DIRECTIONS FOR THIS TASK –
A single figure is required: the number of lines below in which the word "trunk" occurs.

[Referring expression data]
......
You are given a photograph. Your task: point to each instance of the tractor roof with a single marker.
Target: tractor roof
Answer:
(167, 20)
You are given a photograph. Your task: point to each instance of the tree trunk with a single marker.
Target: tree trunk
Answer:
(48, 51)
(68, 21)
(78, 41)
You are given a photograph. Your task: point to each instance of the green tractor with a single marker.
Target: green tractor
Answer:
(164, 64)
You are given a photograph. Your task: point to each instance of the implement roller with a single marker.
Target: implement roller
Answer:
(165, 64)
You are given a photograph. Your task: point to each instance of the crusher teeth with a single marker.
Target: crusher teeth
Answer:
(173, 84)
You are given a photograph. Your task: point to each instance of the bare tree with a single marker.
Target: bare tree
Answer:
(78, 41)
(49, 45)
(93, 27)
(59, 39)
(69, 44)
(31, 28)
......
ANSWER TO THIS EXERCISE –
2